* **Short exercise**
Below are some records; retype all of them exactly.

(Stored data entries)
☆ ☆ ☆ ☆ ☆ ☆ ☆

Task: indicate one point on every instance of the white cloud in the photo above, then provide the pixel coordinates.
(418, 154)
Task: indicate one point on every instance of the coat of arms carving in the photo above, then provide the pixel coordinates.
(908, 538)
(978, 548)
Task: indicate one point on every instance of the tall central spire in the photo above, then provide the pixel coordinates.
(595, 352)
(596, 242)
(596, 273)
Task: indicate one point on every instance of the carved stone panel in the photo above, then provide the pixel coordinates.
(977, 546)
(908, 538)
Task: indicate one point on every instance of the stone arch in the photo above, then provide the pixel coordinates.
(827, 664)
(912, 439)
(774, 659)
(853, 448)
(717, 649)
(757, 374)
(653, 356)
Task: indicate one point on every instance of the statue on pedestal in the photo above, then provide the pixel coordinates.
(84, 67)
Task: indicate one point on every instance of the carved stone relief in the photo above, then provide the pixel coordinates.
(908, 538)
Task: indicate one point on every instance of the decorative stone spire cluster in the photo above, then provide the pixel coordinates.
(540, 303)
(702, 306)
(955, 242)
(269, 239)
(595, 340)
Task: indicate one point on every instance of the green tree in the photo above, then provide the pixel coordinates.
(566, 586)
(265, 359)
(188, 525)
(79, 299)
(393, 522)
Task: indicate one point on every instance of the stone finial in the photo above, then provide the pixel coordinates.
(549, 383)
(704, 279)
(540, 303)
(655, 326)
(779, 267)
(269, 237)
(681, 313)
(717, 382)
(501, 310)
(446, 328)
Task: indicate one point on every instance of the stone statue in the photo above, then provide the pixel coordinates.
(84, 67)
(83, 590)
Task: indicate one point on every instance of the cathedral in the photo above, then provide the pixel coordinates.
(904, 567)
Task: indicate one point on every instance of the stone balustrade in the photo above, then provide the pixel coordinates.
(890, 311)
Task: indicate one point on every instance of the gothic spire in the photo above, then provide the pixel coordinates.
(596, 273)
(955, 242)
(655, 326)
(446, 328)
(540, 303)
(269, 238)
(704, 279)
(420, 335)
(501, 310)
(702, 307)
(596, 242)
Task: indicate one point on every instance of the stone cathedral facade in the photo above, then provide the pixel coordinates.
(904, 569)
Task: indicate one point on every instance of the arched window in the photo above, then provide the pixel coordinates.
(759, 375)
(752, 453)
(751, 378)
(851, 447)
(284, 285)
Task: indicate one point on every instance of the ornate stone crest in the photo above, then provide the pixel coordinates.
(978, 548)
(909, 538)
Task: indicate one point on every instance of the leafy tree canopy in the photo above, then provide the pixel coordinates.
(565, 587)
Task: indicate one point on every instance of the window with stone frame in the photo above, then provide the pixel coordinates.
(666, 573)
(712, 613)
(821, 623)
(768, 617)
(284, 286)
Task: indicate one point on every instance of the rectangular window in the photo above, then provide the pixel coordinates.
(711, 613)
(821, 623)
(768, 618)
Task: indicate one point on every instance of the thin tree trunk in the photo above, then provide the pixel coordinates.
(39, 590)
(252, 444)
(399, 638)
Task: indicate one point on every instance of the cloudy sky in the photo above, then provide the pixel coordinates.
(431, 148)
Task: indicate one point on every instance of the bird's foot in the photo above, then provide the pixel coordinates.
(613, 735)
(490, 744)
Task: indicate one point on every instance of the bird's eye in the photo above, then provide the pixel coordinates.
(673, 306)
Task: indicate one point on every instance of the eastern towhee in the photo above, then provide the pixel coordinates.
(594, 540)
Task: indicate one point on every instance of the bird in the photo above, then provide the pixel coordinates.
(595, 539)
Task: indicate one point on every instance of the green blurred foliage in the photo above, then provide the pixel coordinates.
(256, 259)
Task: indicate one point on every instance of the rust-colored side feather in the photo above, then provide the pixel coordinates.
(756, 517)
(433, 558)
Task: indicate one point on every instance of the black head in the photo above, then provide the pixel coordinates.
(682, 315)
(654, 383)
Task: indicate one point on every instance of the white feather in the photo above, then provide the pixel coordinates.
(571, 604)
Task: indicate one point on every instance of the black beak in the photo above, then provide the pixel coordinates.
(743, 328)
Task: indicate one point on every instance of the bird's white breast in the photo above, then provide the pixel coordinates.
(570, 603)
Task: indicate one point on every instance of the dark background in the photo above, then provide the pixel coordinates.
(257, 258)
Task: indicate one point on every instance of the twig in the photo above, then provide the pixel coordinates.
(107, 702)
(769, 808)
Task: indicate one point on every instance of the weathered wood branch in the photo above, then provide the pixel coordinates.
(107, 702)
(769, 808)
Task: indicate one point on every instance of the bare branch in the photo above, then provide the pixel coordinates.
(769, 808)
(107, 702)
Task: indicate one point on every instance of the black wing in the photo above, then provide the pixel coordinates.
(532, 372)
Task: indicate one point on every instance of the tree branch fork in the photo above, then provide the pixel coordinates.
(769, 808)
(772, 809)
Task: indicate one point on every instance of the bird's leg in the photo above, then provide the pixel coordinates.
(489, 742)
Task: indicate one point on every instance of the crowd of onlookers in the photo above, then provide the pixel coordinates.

☆ ☆ ☆ ☆ ☆ ☆ ☆

* **Completed exercise**
Task: indicate one point on every instance of the white cloud in the photo above, then provide the pixel coordinates.
(418, 154)
Task: indicate one point on every instance of the coat of arms carving in the photo above, then provide the pixel coordinates.
(908, 538)
(978, 548)
Task: indicate one point on every instance of the tall central spire in the photo above, then provide the pixel coordinates.
(595, 352)
(596, 242)
(596, 273)
Task: indicate one point on every instance of the carved stone panel in the photo above, then provide the pixel coordinates.
(977, 546)
(908, 538)
Task: indicate one point on every instance of the stone arch in the photo above, then provide the pixel coordinates.
(827, 664)
(912, 439)
(774, 659)
(853, 448)
(717, 649)
(757, 374)
(653, 356)
Task: indicate one point on every instance of the statue on pedestal in the photo above, then provide the pixel coordinates.
(84, 67)
Task: indicate one point on every instance of the carved stone relief in the photo above, then provide the pixel coordinates.
(908, 538)
Task: indicate one point on every instance of the decorative stone spire cluster in the photo above, then provide the pixel coordinates.
(540, 303)
(702, 306)
(955, 242)
(269, 239)
(595, 340)
Task: indicate one point on every instance of the green tree in the photo above, then provide the pixel coordinates.
(566, 586)
(265, 359)
(188, 525)
(79, 299)
(393, 522)
Task: indicate one point on every instance of the stone finial in the photo above, then provide the pixel coordinates.
(549, 383)
(704, 279)
(540, 303)
(655, 326)
(779, 267)
(269, 237)
(681, 313)
(717, 382)
(501, 310)
(446, 328)
Task: indicate one point on every instance of the stone statue in the photo above, then provide the pixel coordinates.
(84, 67)
(83, 590)
Task: indicate one point on every instance of the cathedral in the photo above, then provide the pixel coordinates.
(904, 567)
Task: indicate one point on every instance of the stone balustrade in the photo above, then provide the pixel coordinates.
(890, 311)
Task: indicate one point on every instance of the gothic spire in the photo above, then provide the pixel coordinates.
(596, 273)
(955, 242)
(655, 326)
(446, 328)
(540, 303)
(269, 238)
(704, 279)
(420, 335)
(501, 310)
(702, 307)
(596, 242)
Task: indicate one point on every instance of the stone cathedral facade in the photo above, then provide the pixel coordinates.
(904, 569)
Task: indicate one point on every instance of the arched window in the photo above, then provide the pixel coordinates.
(759, 375)
(752, 453)
(751, 378)
(851, 447)
(284, 285)
Task: indicate one point on every instance of the ornate stone crest in the photo above, then provide the pixel coordinates.
(978, 548)
(909, 538)
Task: indicate one point on every instance of the leafy tree canopy in the photo above, then provide the pixel coordinates.
(565, 587)
Task: indicate one point on every instance of the window with stone frame in the photo above, then provide the pixel coordinates.
(666, 573)
(712, 613)
(821, 623)
(768, 617)
(284, 286)
Task: indicate one point on every instance of the rectangular window in the photo above, then provide the pixel coordinates.
(711, 613)
(821, 623)
(768, 618)
Task: indicate one point on every instance of the thin tree trunk in the photo above, then provide the pixel coordinates.
(39, 590)
(252, 444)
(399, 638)
Task: indicate one point on every instance of the cloudy sky in the photo above, then provide the pixel coordinates.
(431, 148)
Task: indicate one point on every instance of the bird's foot in the photo above, then provide the pixel coordinates.
(613, 735)
(490, 744)
Task: indicate one point on every instance of the bird's eye in the photo above, then provide the pixel coordinates.
(673, 306)
Task: indicate one point on every instance of the eastern towhee in the photo above, then provide the pixel coordinates.
(594, 540)
Task: indicate one point on every instance of the bird in the photo above, then provide the pixel coordinates.
(595, 539)
Task: indicate one point on every instance of the green blurred foliage in the photo above, then provide the pixel coordinates.
(256, 259)
Task: indicate one point on every instance of the rust-colored side feather in the photo above, then provide the pixel coordinates.
(756, 517)
(433, 558)
Task: indicate one point on every instance of the black head in the photo above, then provide the pixel coordinates.
(682, 315)
(654, 383)
Task: indicate one point on every instance of the white feather in the photo above, then provide the pixel coordinates.
(571, 604)
Task: indicate one point on every instance of the black beak in the photo above, then provide the pixel coordinates.
(743, 328)
Task: indicate one point on every instance of the bird's white breast in the photo above, then provide the pixel coordinates.
(570, 603)
Task: indicate one point on every instance of the dark background in the photo above, then provide the pixel coordinates.
(257, 258)
Task: indicate one point on every instance of the twig in the photo above, then provide the pixel coordinates.
(107, 702)
(769, 808)
Task: indicate one point on every instance of the weathered wood branch in the photo above, then provide the pixel coordinates.
(107, 702)
(769, 808)
Task: indicate one point on every instance of the bare branch in the photo above, then provide the pixel coordinates.
(769, 808)
(107, 702)
Task: indicate one point on every instance of the black wing in the photo above, then provide the pixel coordinates.
(532, 372)
Task: indicate one point on every instance of the tree branch fork in the photo above, then provide the pixel coordinates.
(769, 808)
(772, 809)
Task: indicate one point on every instance of the bird's leg in the photo above, then provide the pixel coordinates.
(489, 742)
Task: indicate one point on every instance of the crowd of onlookers in the photo above, then provide the pixel coordinates.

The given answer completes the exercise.